What this task involves:
The records are to be copied in their entirety, exactly as given.

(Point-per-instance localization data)
Content starts

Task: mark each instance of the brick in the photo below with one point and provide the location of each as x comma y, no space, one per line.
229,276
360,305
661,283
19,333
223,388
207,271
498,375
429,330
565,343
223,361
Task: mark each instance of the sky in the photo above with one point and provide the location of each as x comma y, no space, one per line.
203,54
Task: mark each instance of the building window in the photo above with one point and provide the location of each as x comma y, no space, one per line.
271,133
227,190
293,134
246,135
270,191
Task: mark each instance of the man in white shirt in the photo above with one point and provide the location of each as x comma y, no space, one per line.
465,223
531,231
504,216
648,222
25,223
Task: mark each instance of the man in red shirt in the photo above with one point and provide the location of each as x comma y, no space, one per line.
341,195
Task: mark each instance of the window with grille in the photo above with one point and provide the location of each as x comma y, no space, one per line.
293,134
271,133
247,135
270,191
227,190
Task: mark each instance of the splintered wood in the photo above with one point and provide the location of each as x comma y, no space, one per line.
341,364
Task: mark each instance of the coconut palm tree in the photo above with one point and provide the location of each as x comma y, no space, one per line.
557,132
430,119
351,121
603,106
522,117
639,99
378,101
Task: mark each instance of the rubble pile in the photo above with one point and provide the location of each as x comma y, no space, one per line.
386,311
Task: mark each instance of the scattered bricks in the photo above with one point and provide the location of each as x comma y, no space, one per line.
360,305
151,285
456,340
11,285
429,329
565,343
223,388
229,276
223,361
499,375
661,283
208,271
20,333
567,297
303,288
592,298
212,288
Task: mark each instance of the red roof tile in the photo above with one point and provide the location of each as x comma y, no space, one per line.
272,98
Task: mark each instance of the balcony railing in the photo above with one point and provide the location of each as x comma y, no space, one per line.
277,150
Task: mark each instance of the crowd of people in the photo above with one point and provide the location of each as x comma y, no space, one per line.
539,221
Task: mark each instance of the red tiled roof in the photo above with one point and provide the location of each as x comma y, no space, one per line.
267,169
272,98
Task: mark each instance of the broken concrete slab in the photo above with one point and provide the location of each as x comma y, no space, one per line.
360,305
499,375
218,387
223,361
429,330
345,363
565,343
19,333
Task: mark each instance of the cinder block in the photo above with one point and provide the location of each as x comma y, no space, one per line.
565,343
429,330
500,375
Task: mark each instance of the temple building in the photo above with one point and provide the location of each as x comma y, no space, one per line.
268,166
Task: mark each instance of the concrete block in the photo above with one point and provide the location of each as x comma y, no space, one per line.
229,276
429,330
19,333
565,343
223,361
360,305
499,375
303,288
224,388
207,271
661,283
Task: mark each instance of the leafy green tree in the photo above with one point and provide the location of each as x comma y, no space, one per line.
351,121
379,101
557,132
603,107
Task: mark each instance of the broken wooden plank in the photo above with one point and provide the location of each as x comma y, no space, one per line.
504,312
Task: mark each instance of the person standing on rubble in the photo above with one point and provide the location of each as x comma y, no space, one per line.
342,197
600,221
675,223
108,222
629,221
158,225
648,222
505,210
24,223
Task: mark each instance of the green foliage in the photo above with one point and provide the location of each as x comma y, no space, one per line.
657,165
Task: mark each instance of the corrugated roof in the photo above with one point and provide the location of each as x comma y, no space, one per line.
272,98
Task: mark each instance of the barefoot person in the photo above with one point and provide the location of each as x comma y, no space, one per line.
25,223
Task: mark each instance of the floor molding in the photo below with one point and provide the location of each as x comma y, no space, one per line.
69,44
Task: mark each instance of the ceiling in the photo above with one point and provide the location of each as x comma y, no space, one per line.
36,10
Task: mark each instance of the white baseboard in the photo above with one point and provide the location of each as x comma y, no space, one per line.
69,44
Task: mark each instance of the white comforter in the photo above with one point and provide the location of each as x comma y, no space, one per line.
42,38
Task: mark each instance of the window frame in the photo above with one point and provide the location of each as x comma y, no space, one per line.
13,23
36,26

Content ends

Solution to this task:
Task: mark each instance of the brick in the photo below with one point and provide the location of each as x comma y, no space, one per line.
229,276
360,305
661,283
19,333
223,388
207,271
498,375
429,330
565,343
223,361
Task: mark each instance of the sky in the photo above with one point and provide the location of each as x comma y, no space, one per line.
203,54
Task: mark each instance of the building window in the photo above with one point and provide the location of each as x comma y, no space, one per line.
271,133
227,190
293,134
246,135
270,191
Task: mark each instance of the man in white shirt in the photo above with one point and provide the location of each as x comma y, no space, one per line.
465,223
531,231
504,216
648,222
25,223
Task: mark each instance of the man in red shirt in the photo above with one point and provide the location of each as x comma y, no space, one per line.
341,195
Task: mark each instance of the window with grille in the photo above with one point and provide the location of each as x comma y, no space, one per line.
293,134
271,133
247,135
270,191
227,190
Task: mark each instance of the splintered wood in the photo above with one point and provide the location of each as x comma y, no space, one per line.
341,364
Task: mark each instance of the coconut palm tree in the photo above with one point and provide the location of each as x comma y, no space, one per line.
557,132
430,119
351,121
603,106
522,117
639,99
378,101
Task: mark each instance of the rubble pile in the photo above with one point and provide the location of each as x comma y, no space, one per line.
386,311
Task: mark each instance of the scattered bricks in the photo above with one point and provide the location of each as x comma y, no space, one per line.
360,305
151,285
456,340
11,285
429,329
565,343
223,388
229,276
223,361
499,375
661,283
208,271
20,333
567,297
303,288
592,298
212,288
Task: mark each instance of the red roof tile in the photo above with one point and provide the location of each as x comma y, no space, one per line.
272,98
Task: mark each instance of the balcony railing in the photo above with one point and provide the location of each as x comma y, no space, one per line.
277,150
Task: mark each instance of the crowd of people in the photo above with one point and provide the location of each as x comma y, no space, one per line.
539,221
Task: mark each instance of the red tiled roof in the photo above with one point and provide the location of each as x comma y, no space, one per line.
267,169
272,98
Task: mark each instance of the broken concrete slab in the photo above with one point and provide the location of each as x comma y, no space, one per line.
360,305
499,375
218,387
223,361
429,330
345,363
565,343
19,333
Task: mark each instance of the cinder block in the photo above with one point and provide the location of each as x comma y, no space, one per line.
565,343
429,330
500,375
Task: mark each instance of the temple building in the photo above with one point and provide the location of each as x comma y, no space, one per line.
268,166
Task: mark each instance of the concrete block in the photo above with one point and provide the location of each as x comma y, no space, one per line.
229,276
429,330
19,333
565,343
223,361
360,305
499,375
303,288
224,388
207,271
661,283
Task: mark each instance of the leafy green tree in the photo above with one point and provide the location of each as x comma y, no space, one per line.
351,121
379,101
557,132
603,107
Task: mark each instance of the broken wooden plank in the photo above with one point and provide the location of each as x comma y, no space, one per line.
504,312
Task: mark each instance of the person standing on rubble in the photo above with one point and provide the location of each as x comma y, no space, one per line.
342,197
600,221
675,223
108,222
629,221
158,225
648,222
505,210
24,223
Task: mark each instance of the green foliage in the photo above with one point and provide the location of each as x comma y, no space, one per line.
657,165
Task: mark each instance of the corrugated roof in the photo above with one point and provide the location of each as x comma y, no space, one per line.
272,98
Task: mark each instance of the barefoot person in the photo above with one point and provide the location of each as x comma y, no space, one per line.
25,223
Task: mark each instance of the floor molding in the photo below with one point and provide the location of each as x comma y, no space, one per line.
69,44
Task: mark each instance of the ceiling in the photo above with one point and provide the location of each as x comma y, no space, one per line.
36,10
Task: mark each instance of the white baseboard in the photo above with one point and provide the location of each as x comma y, no space, one per line.
69,44
Task: mark each instance of the white comforter in the photo above with one point and provide the location of each as x comma y, no space, one per line.
42,38
Task: mark each instance of the window frame in the photo above with one point and provide the location of each as x comma y, no space, one per line.
13,23
36,26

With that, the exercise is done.